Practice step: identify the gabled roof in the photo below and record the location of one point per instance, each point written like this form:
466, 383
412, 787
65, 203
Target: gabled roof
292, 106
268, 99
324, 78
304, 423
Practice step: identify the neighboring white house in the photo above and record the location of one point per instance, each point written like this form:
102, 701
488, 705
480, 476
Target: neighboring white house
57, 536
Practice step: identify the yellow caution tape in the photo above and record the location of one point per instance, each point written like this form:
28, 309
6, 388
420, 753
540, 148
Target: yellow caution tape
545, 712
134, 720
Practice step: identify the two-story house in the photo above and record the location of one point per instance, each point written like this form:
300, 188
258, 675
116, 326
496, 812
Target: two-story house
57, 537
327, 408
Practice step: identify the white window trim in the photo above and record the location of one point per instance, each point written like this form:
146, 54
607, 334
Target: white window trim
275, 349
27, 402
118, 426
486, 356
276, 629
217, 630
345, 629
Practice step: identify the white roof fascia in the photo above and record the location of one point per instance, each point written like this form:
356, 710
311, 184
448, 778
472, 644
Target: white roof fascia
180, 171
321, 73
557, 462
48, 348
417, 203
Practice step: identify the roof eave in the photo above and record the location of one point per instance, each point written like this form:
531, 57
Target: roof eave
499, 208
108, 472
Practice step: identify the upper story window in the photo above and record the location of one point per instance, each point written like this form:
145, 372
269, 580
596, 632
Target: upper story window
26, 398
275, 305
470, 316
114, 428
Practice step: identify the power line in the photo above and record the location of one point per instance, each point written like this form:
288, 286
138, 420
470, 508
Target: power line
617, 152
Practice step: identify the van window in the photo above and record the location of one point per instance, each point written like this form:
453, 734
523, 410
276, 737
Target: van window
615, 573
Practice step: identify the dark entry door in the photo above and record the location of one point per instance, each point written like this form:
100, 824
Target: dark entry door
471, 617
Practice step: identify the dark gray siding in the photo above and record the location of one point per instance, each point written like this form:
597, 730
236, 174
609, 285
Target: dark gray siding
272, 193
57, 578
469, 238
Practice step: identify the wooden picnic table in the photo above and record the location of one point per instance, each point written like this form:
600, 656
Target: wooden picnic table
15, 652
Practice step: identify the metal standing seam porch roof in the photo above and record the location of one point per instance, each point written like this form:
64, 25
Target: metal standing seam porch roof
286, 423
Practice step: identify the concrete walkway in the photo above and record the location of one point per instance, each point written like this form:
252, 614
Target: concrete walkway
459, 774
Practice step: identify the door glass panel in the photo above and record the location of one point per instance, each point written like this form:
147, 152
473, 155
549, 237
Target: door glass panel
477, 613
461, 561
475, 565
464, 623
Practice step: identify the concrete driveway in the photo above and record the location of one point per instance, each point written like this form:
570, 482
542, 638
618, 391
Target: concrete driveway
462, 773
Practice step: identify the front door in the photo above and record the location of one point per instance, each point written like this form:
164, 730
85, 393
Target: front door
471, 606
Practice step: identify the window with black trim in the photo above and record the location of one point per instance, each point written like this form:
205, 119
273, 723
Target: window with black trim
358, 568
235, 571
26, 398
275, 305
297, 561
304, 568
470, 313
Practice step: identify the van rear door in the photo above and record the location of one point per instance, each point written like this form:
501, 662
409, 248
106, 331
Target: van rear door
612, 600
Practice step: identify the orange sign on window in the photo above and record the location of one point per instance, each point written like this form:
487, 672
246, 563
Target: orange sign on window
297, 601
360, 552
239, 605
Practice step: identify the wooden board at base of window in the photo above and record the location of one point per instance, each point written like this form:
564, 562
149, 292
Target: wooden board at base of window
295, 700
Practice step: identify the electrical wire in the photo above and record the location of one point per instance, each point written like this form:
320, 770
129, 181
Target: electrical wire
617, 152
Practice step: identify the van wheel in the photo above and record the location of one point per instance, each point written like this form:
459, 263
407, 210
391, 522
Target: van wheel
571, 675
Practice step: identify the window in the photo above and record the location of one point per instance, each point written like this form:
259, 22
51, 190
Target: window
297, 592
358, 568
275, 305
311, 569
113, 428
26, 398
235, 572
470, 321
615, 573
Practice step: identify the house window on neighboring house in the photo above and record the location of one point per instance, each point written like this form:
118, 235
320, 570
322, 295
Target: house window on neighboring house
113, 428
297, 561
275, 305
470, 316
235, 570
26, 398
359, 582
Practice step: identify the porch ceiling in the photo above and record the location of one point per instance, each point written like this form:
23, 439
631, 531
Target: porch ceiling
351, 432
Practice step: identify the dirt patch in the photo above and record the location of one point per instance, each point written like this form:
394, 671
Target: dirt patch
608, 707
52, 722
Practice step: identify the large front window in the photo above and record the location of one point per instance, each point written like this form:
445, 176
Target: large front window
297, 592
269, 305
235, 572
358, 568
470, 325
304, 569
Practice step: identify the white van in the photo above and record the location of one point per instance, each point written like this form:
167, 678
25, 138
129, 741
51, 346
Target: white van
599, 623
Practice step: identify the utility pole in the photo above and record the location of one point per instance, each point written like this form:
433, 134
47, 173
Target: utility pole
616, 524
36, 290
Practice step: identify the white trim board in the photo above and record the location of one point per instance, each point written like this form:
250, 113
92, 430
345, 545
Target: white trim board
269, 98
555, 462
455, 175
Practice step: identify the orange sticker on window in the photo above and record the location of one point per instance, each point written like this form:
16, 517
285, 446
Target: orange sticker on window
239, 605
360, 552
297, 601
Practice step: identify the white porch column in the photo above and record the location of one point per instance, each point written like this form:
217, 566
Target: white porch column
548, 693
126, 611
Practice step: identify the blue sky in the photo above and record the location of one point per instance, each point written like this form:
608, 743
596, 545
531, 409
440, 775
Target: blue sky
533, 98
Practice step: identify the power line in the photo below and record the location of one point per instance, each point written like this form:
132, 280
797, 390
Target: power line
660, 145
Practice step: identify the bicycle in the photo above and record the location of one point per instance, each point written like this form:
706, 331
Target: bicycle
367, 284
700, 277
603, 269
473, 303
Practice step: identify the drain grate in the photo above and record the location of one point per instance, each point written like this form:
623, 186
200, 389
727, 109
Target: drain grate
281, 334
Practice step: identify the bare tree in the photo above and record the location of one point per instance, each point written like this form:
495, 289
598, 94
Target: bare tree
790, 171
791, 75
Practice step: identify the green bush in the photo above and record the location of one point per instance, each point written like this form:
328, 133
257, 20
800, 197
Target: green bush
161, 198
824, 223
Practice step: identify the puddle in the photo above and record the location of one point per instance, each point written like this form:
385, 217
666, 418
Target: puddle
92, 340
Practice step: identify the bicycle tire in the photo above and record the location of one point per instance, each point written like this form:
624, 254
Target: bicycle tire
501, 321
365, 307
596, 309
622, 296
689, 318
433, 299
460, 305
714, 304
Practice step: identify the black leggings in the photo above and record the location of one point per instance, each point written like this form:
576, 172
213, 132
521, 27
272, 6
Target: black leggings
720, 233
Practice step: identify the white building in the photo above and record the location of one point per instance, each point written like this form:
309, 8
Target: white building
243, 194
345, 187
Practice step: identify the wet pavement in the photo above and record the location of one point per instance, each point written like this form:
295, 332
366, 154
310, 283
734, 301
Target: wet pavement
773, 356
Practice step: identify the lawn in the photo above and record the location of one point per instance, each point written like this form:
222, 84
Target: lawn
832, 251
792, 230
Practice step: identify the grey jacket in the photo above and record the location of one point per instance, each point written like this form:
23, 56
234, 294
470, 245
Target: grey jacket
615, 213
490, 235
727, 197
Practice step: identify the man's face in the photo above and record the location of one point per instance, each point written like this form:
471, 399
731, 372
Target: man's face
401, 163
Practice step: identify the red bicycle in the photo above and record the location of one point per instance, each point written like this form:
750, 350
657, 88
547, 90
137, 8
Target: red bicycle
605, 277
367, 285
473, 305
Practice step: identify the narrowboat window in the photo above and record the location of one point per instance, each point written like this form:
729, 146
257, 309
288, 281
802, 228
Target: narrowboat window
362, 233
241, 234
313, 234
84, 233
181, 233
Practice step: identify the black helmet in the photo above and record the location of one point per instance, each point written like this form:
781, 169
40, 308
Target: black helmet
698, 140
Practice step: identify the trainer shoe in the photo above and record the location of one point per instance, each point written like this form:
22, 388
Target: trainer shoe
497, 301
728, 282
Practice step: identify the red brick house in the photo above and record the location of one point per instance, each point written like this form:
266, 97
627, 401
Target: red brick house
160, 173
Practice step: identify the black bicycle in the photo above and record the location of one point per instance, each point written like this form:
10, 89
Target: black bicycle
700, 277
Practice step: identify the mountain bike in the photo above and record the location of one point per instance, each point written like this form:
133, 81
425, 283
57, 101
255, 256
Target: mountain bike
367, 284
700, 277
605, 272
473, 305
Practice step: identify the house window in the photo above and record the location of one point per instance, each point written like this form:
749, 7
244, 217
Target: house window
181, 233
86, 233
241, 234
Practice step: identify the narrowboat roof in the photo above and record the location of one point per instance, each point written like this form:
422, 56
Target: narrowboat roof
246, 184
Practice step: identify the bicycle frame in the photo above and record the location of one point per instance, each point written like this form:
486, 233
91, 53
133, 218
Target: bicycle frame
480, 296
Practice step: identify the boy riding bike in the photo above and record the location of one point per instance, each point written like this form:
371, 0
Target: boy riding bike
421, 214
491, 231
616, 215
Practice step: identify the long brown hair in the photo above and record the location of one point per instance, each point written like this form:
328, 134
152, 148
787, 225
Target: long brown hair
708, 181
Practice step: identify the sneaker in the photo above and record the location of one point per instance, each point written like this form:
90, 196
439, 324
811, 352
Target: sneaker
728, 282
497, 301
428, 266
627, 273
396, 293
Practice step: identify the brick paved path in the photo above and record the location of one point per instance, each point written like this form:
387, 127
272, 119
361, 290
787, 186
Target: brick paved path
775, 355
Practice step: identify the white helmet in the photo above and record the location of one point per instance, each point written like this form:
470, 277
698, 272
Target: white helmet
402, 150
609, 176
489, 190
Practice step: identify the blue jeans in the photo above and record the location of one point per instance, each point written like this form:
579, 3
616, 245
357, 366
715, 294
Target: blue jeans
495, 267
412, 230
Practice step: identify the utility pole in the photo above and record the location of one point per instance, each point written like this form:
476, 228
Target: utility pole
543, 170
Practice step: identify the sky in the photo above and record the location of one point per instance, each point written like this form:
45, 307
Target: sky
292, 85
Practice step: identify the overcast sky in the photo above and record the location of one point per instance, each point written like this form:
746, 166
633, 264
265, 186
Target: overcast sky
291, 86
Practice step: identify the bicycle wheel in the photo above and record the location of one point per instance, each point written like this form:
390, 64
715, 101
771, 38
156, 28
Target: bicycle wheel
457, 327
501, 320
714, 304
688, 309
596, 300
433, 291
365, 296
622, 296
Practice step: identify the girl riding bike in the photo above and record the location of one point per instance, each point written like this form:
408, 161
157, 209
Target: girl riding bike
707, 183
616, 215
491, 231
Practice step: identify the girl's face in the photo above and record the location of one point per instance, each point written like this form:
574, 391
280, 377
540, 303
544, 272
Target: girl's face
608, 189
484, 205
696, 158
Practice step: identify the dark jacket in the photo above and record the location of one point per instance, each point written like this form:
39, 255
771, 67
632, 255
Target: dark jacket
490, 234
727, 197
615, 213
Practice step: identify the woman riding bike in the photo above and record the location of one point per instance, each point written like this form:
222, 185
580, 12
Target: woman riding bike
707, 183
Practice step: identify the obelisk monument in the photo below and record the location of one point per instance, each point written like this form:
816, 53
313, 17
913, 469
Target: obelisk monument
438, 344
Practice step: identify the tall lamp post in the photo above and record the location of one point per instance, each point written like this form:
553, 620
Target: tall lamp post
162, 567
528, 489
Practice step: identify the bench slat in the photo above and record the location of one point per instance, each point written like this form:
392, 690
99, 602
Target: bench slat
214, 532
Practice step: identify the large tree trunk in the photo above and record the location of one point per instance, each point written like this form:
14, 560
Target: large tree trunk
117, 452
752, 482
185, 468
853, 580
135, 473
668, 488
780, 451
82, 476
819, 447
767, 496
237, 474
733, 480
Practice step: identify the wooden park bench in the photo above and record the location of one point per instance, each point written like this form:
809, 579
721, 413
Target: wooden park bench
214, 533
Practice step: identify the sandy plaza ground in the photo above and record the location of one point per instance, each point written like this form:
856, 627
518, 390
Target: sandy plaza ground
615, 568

======

→ **Assignment**: Out of the data above, return each line where the word "below" can be found.

→ **Exercise solution**:
Practice step: identify the gabled roof in the photo below and record the location of one point per instance, each point written like this form:
Practice step: identify the power line in the photo below and record the location of one point per instance, each point written like this form:
Practice step: identify the obelisk monument in the photo below and record the location of one point per instance, each point written like this form:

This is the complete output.